━━━━━ Texte de l'exercice
Entrer dans l'inconnu n'est jamais un mouvement spontané et naturel. L'inconnu est source de confusion, de désarroi. Pire encore, il est terrifiant. Et, tout à coup, ces gaillards [gens de la Voie] deviennent eux aussi terrifiants et démoniaques, leurs gestes obscurs et incompréhensibles. Toute préhension est précisément impossible. Ils vous laissent là, sans soutien, dans l'inconfort, sans plus d'issue que de renoncer ou de lâcher prise.

page(s) 10
• La loi

Pour qui fait le choix d'entrer en bouddhisme, le dharma, un terme essentiel qui condense en lui la loi, la norme, l'enseignement, deviendra la référence qui s'interposera désormais dans sa relation au monde. Aujourd'hui, même les discours bouddhistes apparemment les plus orthodoxes se doublent d'une reconfiguration intérieure et d'une certaine distanciation vis-à-vis de la tradition. Pour tout Occidental, cette appropriation est bien une mise à l'épreuve, celle de sa propre subjectivité. Nous sommes devenus des sujets qui revendiquons l'autonomie de nos choix, de nos actes et de nos pensées. Nous sommes devenus à nous-mêmes notre propre autorité. Pourtant l'enseignement du Bouddha ne s'est jamais présenté comme une tentative transitoire de penser le monde que nous serions conviés à notre tour à corriger ou à compléter. Pour toutes les traditions bouddhistes, « prendre refuge dans le Bouddha » a toujours supposé de reconnaître sa pleine dimension d'autorité, jusqu'à se laisser – pour reprendre une métaphore traditionnelle – submerger par son enseignement. Ce conflit d'autorité dans le cadre de la modernité, auquel non seulement le bouddhisme mais toutes les traditions religieuses sont désormais confrontés, ne peut plus être résolu par un choix exclusif : si le sujet soumet la tradition à sa loi, s'il garde ce qui lui convient et écarte ce qui le gêne, il s'empêche de se laisser submerger par le message religieux. Si à l'inverse la tradition soumet le sujet à sa loi, celui-ci ne peut que verser dans l'intégrisme et le fondamentalisme.
━━━━━━━━━━
━━━━━ Données disponibles
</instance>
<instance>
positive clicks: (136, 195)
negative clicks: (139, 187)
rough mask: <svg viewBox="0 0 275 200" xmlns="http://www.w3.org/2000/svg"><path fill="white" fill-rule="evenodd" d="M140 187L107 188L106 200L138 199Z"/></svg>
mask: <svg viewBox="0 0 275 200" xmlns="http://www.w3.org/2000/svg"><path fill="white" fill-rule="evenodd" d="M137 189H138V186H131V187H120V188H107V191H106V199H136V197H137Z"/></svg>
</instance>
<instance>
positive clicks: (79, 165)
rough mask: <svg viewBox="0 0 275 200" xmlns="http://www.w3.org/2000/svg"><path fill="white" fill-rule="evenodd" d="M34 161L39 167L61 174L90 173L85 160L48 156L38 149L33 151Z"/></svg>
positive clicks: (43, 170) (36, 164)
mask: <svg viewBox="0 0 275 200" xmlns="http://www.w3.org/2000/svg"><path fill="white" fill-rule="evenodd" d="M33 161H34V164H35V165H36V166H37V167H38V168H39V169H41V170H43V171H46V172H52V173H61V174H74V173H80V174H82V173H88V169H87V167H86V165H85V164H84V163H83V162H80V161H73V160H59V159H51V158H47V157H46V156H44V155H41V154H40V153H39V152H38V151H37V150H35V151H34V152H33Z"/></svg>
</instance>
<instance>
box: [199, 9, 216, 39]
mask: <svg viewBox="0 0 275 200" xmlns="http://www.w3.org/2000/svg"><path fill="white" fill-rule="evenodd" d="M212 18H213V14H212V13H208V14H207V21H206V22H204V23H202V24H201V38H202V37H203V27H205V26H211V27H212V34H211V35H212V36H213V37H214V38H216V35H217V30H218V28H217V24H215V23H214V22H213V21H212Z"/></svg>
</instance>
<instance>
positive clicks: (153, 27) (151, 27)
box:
━━━━━━━━━━
Consignes
(a) Répondez aux questions suivantes d'après le texte de l'exercice.
(i) De quoi l'inconnu est-il source, selon le premier paragraphe ?
(ii) Quels sens le terme « dharma » condense-t-il en lui ?
(iii) Dans quoi le sujet verse-t-il si la tradition le soumet à sa loi ?
(b) Transposez s'il vous plaît en tableau Markdown les lignes des entrées comprises entre le début des entrées et la ligne contenant « 187L107 188L106 200L138 », incluses. Utilisez les colonnes « N° » (numéro de rang) et « Ligne », sans les lignes vides.

Réponses
(a)
(i) De confusion et de désarroi.
(ii) La loi, la norme et l'enseignement.
(iii) Dans l'intégrisme et le fondamentalisme.

(b)
| N° | Ligne |
|---|---|
| 1 | </instance> |
| 2 | <instance> |
| 3 | positive clicks: (136, 195) |
| 4 | negative clicks: (139, 187) |
| 5 | rough mask: <svg viewBox="0 0 275 200" xmlns="http://www.w3.org/2000/svg"><path fill="white" fill-rule="evenodd" d="M140 187L107 188L106 200L138 199Z"/></svg> |